• [Goal of the exercise]
Can you quote the records below in full, word for word?

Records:
● ● ● ● ●

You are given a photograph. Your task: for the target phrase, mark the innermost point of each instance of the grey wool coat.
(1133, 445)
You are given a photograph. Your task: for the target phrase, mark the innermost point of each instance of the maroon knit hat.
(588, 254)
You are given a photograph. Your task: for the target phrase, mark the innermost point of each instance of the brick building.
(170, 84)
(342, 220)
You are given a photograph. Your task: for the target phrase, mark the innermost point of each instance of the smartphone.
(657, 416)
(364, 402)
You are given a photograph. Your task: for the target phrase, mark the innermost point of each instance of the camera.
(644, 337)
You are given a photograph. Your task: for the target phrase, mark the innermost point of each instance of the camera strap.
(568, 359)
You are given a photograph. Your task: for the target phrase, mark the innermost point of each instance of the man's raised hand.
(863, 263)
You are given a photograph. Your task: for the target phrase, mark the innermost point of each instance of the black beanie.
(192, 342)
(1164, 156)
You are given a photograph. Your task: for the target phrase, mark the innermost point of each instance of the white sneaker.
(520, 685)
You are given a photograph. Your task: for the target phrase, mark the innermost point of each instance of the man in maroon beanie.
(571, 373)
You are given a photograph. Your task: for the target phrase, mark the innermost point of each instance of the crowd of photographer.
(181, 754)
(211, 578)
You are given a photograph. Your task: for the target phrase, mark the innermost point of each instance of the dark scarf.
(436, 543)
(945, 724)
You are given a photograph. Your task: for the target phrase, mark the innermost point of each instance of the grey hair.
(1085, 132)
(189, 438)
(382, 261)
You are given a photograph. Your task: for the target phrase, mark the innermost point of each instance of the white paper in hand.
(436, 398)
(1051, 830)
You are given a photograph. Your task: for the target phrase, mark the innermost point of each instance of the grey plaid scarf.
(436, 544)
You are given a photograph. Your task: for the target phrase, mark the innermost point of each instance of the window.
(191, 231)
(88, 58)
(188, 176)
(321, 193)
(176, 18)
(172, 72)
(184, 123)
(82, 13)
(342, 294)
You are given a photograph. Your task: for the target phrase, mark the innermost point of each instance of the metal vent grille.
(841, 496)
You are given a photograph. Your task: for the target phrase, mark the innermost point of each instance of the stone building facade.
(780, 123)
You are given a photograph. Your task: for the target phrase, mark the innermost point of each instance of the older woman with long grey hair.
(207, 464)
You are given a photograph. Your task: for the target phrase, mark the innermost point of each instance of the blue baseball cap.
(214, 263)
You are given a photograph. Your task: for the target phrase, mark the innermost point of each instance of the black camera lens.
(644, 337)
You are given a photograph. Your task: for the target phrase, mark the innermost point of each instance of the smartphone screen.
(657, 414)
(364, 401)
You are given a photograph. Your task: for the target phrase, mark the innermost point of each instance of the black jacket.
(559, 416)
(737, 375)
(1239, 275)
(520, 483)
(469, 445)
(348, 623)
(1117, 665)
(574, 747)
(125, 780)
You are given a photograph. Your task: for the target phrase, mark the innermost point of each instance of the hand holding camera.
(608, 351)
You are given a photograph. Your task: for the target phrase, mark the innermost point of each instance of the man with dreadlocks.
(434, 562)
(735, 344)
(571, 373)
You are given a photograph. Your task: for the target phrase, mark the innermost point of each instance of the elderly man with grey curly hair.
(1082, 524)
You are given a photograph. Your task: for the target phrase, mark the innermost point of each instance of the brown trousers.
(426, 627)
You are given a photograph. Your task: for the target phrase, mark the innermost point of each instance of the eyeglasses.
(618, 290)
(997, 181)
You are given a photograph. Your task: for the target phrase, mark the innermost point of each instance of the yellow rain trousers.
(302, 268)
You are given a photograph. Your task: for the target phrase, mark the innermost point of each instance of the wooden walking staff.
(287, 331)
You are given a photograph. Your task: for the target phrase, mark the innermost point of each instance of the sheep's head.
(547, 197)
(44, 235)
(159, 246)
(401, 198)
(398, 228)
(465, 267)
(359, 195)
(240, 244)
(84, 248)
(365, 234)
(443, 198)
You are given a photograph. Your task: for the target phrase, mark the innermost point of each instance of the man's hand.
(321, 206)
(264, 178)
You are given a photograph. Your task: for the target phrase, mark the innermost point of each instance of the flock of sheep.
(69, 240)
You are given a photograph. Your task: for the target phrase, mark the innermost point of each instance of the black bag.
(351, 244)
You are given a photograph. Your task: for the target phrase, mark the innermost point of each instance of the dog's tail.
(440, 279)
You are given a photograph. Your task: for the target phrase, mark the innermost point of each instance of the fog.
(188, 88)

● ● ● ● ●

• [Solution for this task]
You are given a photograph. Your task: for the target phrase, mark the innermost point of each instance of the grey wool coat.
(1133, 445)
You are given a photograph. Your task: for the target phrase, mark the innermost point of each instance of the maroon knit hat.
(588, 254)
You are given a photograph. Your task: for the target phrase, mark the innermost point of each instance of the brick building.
(170, 84)
(342, 220)
You are given a photograph. Your task: for the target phrase, mark the innermost point of each instance of the smartphone.
(657, 416)
(364, 402)
You are given a photograph. Your task: for the target phrase, mark the innermost point of each instance of the camera.
(644, 337)
You are given a photograph. Your task: for the target phrase, mark the innermost point of each instance of the camera strap.
(568, 359)
You are given a photograph. Your task: for the target phrase, mark the innermost point of each instance of the man's raised hand.
(863, 263)
You are given a photograph. Your task: for the target phrase, mark the innermost point of each instance of the black beanie.
(192, 342)
(1164, 156)
You are given a photograph. Your task: for the target phrase, mark the innermost point of each instance of the white sneaker.
(520, 685)
You are given a photograph. Your task: for the target phrase, mark the innermost point of each instance of the man in maroon beanie.
(571, 373)
You are given a photograph. Your task: for the target phrase, mark the innermost point of each instance of the crowd of photographer.
(181, 754)
(211, 578)
You are given a photograph. Your task: for the target phrase, mark the innermost point of each instance of the dark scarf.
(436, 543)
(945, 724)
You are given a photograph. Your task: for the target phrase, mark the innermost point of each instance of the grey hair.
(1085, 132)
(189, 438)
(382, 261)
You are given a photograph. Your task: for the target phrase, mark the innermost point of each instance of the white paper in hand.
(436, 398)
(1051, 830)
You are given a photograph. Your task: for the target phrase, mark the innermost point of each instance of the grey plaid scarf.
(436, 544)
You are given a photograph. Your task: for the target phrase, mark the innermost point of each instance of the window.
(191, 231)
(88, 58)
(188, 176)
(321, 193)
(176, 18)
(172, 72)
(184, 123)
(82, 13)
(342, 294)
You are given a photograph. Your task: for the target phrase, mark the innermost point of each instance of the metal vent grille.
(841, 496)
You are given a photograph. Your task: for the target phrase, mark the innermost point of each instance of the stone building facade.
(780, 123)
You are given a photograph. Your task: for the target phrase, mark the innermost point of each instance of the older woman with long grey hair.
(207, 464)
You are given a photograph. Your task: for the target phrase, mark the innermost point of each instance of the blue baseball cap.
(214, 263)
You are given a photograph. Your task: for the target phrase, mark the innermost point of each instance of the black camera lens.
(644, 337)
You are given a photograph. Your task: for the target phrase, mark the innermost point of each instance of the smartphone screen.
(657, 414)
(364, 401)
You are given a photograph. Your task: for the target phrase, mark the innermost point of each instance of the black jacket.
(559, 416)
(737, 375)
(1239, 275)
(520, 483)
(469, 445)
(348, 623)
(1117, 665)
(574, 747)
(125, 780)
You are given a photograph. Your task: for the target phrase, mark the innermost point of each instance of the hand holding camera.
(608, 351)
You are given a photograph. Your task: for the target phrase, mark the innermost point of each instance of the man with dreadlocks.
(434, 562)
(735, 344)
(571, 373)
You are given a photograph. Your task: for the target phrase, mark the innermost point of each instance of the elderly man with grey curly hair.
(1082, 524)
You are given a photograph. Your task: for the target phrase, mark the innermost point of each instance of the brown trousers.
(426, 627)
You are given a photograph. Your task: for the target phrase, mark the innermost point of each instance of the eyeglasses.
(618, 290)
(997, 181)
You are given a photograph. Your task: for the target phrase, mark the innermost point of each instance of the yellow rain trousers.
(302, 268)
You are given a photograph. Your task: for the target phrase, mark the innermost point of each instance of the wooden walking staff.
(287, 331)
You are given a photograph. Your task: for the target phrase, mark the innermost point of each instance of the sheep's head.
(547, 197)
(44, 235)
(159, 246)
(401, 198)
(398, 228)
(465, 267)
(359, 195)
(240, 244)
(84, 248)
(365, 234)
(443, 198)
You are given a photograph. Your task: for the target phrase, mark the innermost point of each instance of the man's hand.
(321, 206)
(264, 178)
You are given a photograph. Your task: for the target phrase, mark the innermost point of each instance of the flock of sheep.
(69, 240)
You are given a photograph. Your task: for the target phrase, mark the innermost point of each instance of the black bag.
(351, 244)
You are given a photograph. Your task: for the target phrase, mark the innermost point of each instance of the dog's tail.
(440, 279)
You are given a photograph. Your task: for the target phrase, mark the innermost point of each instance of the fog.
(188, 88)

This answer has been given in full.